Your instructions: Count the lines in the rows below that contain the word "rocky". Reply with the number only.

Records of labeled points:
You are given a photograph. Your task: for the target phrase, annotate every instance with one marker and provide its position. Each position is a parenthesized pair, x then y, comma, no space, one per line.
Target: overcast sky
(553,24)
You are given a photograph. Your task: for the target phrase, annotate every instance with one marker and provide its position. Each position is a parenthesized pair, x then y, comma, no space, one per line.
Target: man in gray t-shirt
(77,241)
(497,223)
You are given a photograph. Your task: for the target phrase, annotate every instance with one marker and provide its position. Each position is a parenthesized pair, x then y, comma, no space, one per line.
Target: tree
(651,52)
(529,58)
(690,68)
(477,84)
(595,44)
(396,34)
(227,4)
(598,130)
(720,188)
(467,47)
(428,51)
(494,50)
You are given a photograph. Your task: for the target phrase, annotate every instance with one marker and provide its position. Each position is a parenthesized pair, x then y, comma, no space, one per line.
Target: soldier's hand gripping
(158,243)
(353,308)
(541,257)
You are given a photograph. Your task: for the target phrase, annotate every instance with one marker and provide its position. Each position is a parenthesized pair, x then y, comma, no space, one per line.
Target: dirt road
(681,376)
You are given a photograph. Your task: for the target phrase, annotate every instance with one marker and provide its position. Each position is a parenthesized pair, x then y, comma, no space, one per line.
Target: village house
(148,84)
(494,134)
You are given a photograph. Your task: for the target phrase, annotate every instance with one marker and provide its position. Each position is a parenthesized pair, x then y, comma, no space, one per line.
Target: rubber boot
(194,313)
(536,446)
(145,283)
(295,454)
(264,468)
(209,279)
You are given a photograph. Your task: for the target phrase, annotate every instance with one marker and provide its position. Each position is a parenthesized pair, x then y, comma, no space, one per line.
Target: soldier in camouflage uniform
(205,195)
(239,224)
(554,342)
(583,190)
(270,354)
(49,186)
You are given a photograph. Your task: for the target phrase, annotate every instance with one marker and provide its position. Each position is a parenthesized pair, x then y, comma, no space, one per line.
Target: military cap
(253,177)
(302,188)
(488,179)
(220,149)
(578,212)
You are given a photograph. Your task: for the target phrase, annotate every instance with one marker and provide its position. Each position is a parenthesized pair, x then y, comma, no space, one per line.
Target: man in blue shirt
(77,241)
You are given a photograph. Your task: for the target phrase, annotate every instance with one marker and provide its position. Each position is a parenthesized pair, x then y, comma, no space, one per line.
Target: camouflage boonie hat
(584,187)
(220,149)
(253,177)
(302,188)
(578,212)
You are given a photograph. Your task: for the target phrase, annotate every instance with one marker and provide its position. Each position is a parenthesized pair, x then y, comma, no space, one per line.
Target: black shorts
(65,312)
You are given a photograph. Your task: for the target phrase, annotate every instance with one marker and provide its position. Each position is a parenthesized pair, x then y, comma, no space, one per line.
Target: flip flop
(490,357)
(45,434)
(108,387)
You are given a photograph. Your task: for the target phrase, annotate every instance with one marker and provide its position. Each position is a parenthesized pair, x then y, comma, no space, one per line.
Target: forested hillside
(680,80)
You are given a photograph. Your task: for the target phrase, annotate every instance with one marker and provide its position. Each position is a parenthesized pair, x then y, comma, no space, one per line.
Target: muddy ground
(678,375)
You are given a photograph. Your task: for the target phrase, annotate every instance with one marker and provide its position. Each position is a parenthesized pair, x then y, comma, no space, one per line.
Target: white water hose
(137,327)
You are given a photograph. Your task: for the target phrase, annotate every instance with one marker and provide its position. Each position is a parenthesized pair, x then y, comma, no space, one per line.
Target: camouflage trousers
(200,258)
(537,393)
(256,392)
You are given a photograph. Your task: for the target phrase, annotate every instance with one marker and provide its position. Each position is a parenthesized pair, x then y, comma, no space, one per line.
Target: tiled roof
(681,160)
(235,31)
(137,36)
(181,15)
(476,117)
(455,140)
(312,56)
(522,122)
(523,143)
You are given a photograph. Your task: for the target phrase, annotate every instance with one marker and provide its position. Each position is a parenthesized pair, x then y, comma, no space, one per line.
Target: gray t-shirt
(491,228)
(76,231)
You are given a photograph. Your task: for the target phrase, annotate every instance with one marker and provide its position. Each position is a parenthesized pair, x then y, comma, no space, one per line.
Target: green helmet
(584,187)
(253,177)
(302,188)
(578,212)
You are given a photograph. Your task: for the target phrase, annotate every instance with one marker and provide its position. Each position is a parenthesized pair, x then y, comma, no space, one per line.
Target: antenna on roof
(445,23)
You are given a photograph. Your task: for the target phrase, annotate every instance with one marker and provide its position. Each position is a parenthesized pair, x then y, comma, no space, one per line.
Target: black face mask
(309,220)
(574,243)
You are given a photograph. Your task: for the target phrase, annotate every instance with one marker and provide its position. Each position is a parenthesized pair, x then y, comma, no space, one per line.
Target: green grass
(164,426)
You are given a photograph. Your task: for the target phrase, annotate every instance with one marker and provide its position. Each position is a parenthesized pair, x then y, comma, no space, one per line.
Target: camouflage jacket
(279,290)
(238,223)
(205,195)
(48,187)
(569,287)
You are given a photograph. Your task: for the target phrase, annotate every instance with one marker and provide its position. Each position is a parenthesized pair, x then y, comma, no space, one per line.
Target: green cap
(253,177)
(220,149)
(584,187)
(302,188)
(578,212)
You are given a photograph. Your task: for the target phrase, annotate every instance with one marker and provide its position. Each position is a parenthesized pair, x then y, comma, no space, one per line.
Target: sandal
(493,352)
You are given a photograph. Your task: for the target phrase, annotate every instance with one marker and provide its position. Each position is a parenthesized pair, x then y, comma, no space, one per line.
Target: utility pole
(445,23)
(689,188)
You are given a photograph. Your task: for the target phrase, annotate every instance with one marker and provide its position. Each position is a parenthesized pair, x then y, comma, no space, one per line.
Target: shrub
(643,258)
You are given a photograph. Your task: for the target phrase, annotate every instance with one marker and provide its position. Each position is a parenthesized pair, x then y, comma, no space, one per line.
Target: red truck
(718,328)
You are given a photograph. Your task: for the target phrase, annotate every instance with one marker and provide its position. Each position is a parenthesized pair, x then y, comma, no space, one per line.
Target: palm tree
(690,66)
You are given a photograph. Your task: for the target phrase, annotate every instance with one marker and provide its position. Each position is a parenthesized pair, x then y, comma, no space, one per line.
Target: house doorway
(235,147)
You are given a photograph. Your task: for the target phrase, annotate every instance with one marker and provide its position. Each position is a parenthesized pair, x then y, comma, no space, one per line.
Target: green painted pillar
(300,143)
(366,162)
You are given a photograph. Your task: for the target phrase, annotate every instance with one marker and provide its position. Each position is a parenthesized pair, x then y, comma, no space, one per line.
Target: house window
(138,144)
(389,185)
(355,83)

--

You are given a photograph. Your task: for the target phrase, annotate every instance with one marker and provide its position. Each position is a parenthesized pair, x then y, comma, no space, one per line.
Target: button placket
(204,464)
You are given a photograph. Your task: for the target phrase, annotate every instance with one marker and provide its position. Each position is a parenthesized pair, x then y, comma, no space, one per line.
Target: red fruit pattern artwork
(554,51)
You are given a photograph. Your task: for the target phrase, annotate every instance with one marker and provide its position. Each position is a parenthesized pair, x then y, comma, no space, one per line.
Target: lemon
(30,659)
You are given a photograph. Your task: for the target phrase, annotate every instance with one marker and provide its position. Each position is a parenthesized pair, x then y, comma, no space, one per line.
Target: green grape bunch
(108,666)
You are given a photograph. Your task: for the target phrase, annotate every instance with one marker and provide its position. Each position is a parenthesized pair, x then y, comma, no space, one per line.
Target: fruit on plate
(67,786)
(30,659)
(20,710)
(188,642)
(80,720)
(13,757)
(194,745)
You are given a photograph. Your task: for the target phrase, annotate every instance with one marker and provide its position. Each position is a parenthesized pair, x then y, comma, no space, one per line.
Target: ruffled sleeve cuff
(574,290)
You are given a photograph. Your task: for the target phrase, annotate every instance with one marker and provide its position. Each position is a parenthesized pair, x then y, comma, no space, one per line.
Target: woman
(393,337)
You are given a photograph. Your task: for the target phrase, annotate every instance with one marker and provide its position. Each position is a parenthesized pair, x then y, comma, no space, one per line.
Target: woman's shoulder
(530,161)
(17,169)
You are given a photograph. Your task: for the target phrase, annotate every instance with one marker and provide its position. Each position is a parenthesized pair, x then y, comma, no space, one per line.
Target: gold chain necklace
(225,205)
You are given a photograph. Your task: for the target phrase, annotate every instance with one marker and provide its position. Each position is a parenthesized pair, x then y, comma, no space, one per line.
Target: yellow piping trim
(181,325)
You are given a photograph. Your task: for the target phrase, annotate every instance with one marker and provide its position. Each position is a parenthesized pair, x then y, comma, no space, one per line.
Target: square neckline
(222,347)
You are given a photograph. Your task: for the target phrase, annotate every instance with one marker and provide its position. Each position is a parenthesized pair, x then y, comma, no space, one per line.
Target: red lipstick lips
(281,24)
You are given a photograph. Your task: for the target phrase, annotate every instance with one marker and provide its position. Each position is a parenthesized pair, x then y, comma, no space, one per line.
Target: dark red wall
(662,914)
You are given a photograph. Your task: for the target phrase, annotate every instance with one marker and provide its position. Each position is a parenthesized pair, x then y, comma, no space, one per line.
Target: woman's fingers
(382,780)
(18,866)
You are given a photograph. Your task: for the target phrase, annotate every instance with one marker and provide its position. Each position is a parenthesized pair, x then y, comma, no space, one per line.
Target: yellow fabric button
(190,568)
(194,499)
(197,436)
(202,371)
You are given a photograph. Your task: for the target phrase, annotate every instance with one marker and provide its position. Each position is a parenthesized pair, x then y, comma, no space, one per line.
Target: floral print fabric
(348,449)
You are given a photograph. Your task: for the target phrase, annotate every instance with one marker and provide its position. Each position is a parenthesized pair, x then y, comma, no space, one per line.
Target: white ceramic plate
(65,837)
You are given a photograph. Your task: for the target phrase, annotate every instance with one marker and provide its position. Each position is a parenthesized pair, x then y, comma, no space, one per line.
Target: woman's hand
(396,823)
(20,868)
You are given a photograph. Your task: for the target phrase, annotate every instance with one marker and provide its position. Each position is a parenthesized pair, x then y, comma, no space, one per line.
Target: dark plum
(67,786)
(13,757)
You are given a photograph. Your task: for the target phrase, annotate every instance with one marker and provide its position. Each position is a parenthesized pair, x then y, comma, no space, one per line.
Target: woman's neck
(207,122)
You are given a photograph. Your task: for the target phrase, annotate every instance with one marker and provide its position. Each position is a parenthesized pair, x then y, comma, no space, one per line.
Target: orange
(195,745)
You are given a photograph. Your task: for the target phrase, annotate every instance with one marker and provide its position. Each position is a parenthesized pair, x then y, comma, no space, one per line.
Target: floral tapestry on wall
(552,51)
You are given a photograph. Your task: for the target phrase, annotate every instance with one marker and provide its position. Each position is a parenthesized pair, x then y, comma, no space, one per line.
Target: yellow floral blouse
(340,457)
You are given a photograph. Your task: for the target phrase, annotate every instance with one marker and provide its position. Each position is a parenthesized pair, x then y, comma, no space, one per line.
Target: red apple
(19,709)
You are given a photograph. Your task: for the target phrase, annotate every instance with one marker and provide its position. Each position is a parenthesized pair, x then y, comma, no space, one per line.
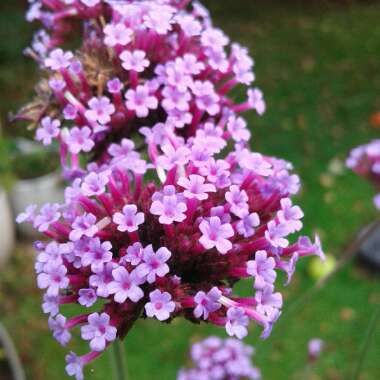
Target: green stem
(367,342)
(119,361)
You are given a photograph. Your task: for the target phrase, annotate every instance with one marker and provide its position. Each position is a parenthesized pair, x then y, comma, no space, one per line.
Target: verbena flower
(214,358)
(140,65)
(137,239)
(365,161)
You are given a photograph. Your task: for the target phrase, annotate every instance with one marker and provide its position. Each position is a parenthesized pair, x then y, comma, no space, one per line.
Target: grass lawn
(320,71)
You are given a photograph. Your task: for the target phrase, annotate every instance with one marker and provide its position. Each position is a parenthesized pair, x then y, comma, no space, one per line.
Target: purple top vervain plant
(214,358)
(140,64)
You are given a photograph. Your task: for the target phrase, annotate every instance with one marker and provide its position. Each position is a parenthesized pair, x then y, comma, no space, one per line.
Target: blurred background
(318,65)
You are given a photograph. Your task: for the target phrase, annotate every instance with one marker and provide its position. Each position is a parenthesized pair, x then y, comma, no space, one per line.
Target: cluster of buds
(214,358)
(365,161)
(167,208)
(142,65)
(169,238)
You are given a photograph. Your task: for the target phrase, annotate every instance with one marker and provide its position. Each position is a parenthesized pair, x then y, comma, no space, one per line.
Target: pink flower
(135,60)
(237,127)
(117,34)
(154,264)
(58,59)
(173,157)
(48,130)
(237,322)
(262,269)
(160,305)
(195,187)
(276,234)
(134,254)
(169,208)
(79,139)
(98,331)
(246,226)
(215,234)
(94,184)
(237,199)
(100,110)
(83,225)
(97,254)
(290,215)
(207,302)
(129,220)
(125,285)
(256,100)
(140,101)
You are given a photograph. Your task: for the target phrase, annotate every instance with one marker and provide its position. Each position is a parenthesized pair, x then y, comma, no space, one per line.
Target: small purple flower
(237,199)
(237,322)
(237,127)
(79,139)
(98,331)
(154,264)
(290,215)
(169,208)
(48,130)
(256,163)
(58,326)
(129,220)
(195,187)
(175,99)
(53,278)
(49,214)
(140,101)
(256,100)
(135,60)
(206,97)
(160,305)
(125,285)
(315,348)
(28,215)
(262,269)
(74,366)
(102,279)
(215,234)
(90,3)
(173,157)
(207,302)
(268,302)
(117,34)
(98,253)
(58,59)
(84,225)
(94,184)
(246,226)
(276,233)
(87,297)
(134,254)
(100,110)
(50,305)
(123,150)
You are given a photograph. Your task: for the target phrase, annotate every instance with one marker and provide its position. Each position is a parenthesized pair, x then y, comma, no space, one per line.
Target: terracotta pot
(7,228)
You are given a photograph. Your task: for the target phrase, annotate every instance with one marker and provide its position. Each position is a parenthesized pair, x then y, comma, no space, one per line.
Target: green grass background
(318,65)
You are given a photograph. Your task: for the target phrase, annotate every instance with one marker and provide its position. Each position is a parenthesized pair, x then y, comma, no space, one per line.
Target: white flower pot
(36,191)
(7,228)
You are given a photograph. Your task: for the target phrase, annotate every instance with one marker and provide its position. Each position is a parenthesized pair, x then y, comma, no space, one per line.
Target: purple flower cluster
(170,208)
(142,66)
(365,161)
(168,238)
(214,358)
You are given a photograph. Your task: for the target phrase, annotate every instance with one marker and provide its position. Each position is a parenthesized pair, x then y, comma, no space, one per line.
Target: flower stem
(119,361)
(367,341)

...

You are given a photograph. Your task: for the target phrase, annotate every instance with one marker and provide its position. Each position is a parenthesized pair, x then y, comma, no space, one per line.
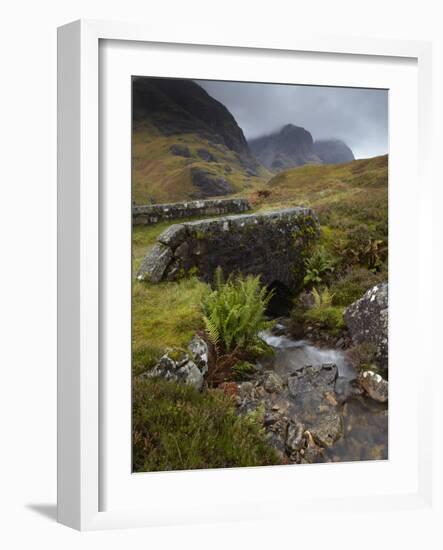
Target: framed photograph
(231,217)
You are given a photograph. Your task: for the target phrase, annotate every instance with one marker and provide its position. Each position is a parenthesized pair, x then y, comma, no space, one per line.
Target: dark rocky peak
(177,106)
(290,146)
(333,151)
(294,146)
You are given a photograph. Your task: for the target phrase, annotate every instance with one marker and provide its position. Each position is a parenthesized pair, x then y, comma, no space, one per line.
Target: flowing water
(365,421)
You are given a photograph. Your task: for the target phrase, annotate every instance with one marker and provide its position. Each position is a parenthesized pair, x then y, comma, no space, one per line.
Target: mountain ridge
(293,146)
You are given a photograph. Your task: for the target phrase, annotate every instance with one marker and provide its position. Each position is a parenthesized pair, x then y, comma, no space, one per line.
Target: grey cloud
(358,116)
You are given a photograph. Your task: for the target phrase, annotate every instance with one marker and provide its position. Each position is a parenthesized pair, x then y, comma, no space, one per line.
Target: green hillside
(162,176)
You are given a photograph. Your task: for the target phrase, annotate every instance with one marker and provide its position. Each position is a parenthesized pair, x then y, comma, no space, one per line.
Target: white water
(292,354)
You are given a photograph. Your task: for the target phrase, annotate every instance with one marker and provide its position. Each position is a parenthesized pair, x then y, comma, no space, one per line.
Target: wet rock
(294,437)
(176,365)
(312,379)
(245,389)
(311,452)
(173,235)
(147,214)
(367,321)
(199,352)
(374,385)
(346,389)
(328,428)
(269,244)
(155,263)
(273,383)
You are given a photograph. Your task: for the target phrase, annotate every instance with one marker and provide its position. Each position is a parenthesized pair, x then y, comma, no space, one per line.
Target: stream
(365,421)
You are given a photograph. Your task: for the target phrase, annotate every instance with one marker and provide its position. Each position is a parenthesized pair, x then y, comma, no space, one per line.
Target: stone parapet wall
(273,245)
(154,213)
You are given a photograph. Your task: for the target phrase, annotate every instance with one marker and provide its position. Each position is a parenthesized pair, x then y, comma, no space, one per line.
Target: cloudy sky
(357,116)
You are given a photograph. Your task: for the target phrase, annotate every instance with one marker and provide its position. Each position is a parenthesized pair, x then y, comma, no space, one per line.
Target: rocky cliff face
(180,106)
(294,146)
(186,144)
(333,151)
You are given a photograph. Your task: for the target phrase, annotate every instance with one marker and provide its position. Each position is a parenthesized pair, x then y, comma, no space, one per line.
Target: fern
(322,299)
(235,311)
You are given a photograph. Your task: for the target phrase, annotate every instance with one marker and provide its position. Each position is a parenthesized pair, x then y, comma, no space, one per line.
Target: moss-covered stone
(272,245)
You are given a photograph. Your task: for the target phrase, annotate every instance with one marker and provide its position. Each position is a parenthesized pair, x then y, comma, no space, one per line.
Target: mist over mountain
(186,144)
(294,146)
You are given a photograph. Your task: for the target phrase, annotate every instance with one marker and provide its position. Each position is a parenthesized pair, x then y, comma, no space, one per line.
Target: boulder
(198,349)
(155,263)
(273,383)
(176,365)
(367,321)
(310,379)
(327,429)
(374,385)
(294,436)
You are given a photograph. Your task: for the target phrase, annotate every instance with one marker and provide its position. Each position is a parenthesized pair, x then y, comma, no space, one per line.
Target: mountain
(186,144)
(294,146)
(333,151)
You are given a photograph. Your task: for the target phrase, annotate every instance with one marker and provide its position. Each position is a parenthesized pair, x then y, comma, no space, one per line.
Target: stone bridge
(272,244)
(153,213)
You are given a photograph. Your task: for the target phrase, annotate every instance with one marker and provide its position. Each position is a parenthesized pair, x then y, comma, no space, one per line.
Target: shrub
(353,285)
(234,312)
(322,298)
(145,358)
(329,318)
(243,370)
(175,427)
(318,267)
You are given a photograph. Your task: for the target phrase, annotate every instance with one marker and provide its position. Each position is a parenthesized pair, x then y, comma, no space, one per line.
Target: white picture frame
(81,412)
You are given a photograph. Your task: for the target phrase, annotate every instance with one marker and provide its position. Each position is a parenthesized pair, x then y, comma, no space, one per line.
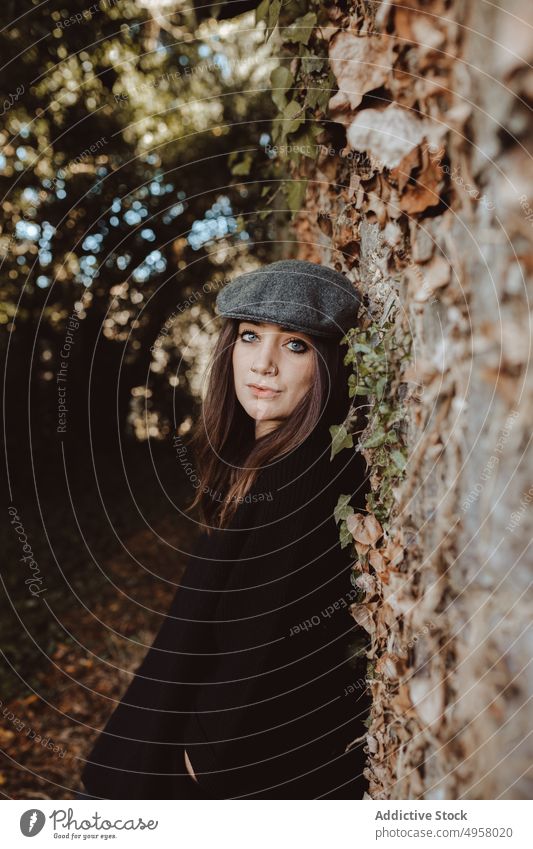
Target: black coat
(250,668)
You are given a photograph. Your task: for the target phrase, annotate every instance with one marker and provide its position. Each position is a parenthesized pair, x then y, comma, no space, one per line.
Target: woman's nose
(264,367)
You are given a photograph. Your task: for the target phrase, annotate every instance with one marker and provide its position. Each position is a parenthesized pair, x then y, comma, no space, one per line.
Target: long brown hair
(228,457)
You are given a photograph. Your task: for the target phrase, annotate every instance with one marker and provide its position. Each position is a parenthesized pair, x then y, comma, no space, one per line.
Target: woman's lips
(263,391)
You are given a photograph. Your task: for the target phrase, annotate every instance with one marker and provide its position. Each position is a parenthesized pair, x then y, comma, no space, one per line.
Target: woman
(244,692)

Answer in full: 2